GIVEN TEXT Start Marker
PPI’s Approach to Counseling and Psychotherapy
Pittsburgh Pastoral Institute (PPI) is an interfaith counseling and psychotherapy center that integrates into the counseling process both the behavioral sciences and the resources of a client’s faith. Counseling services include individual, couple, family, and group counseling.
The counseling staff includes licensed psychologists, social workers, professional counselors, marriage and family therapists, certified pastoral counselors. While every counseling experience is unique, PPI’s overall approach seeks to provide an empathic relationship in which clients can safely and freely discuss their problems and concerns. The main goal is for client and therapist to work together to resolve them as far as possible, along with promoting personal growth, self-awareness, and meaningful relationships with the important people in the client’s life.
This is a “client-centered” process in which the client determines the particular areas of discussion and exploration in a given session. It also is a “faith-friendly” process in which spiritual and religious concerns can be discussed, if a client chooses to do so.
PPI’s services are covered by most major insurance companies including: Highmark, UPMC, Community Care, Value Options, United Behavioral Health, Health America, and Aetna. Some financial assistance is available in cases of financial hardship or lack of insurance.
Scheduling an Appointment
For clients’ convenience, PPI has more than 20 offices spanning Allegheny and surrounding counties in Southwestern Pennsylvania.
All appointments are scheduled through the main office in Shadyside by calling: 412-661-1239 (ext. 216) or 1-877-661-9623. Our Intake Coordinator, will answer any questions you might have in deciding if PPI is the right counseling center for you, including clarifying the cost of your counseling and the various payment options.
If you decide to schedule an appointment, the intake coordinator will then help to connect you with a counselor and location of your choice. Not infrequently, and for a variety of reasons, a client might request that his or her counselor be of a particular gender or race, or have a particular religious background or area of expertise. Such requests are accommodated whenever possible.
GIVEN TEXT End Marker
**WHAT YOU SHOULD DO**
Print the passage of the PPI counseling text that begins at the words "PPI’s Approach to" and ends after "the client’s life.", copying it with no changes. The data is not needed for any of this work.
SUPPLIED RECORDS Start Marker
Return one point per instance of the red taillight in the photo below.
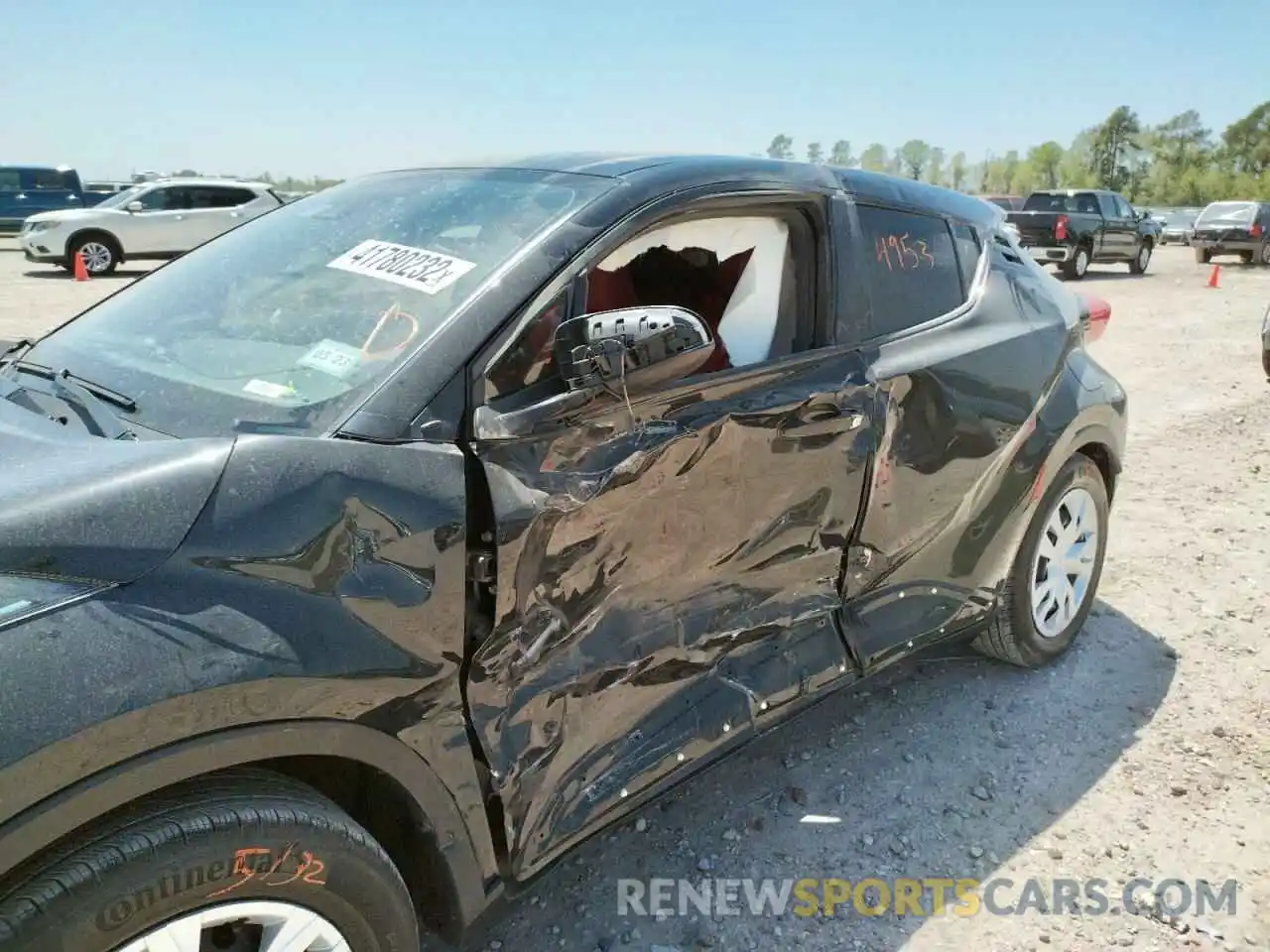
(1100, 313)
SUPPLIED RECORDS End Marker
SUPPLIED RECORDS Start Marker
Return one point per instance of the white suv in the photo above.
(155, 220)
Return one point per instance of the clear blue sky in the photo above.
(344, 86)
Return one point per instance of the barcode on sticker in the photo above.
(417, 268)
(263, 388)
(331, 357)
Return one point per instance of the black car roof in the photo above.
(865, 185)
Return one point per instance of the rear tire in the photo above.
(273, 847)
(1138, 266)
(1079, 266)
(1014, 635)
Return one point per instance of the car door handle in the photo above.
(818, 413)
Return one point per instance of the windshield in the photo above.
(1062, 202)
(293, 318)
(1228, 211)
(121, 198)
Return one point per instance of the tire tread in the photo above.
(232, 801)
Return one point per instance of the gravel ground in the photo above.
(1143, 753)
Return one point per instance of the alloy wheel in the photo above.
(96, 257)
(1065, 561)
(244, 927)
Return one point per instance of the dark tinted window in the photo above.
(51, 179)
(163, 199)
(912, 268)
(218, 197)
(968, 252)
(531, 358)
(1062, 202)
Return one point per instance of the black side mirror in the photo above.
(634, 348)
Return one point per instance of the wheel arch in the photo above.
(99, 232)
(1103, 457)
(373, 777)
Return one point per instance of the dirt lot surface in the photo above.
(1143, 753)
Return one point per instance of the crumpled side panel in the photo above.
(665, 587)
SUPPLIED RECORDS End Marker
SUPPLIED RECORDS Start Marker
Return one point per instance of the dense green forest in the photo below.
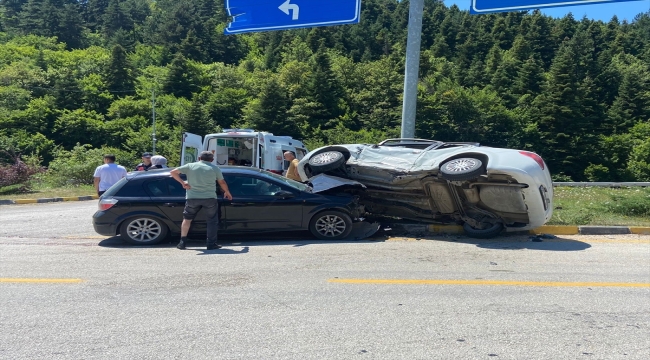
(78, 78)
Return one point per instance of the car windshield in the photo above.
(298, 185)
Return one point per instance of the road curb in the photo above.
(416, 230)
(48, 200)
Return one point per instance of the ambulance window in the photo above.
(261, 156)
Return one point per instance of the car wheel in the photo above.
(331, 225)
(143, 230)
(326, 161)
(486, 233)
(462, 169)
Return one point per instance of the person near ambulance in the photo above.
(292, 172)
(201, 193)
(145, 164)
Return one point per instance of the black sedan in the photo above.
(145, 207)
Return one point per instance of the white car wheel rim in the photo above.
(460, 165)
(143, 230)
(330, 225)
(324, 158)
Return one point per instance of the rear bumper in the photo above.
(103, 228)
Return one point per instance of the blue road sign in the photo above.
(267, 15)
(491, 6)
SUPPLIED RECORDS End Marker
**REPLY TO THE TASK**
PPI’s Approach to Counseling and Psychotherapy
Pittsburgh Pastoral Institute (PPI) is an interfaith counseling and psychotherapy center that integrates into the counseling process both the behavioral sciences and the resources of a client’s faith. Counseling services include individual, couple, family, and group counseling.
The counseling staff includes licensed psychologists, social workers, professional counselors, marriage and family therapists, certified pastoral counselors. While every counseling experience is unique, PPI’s overall approach seeks to provide an empathic relationship in which clients can safely and freely discuss their problems and concerns. The main goal is for client and therapist to work together to resolve them as far as possible, along with promoting personal growth, self-awareness, and meaningful relationships with the important people in the client’s life.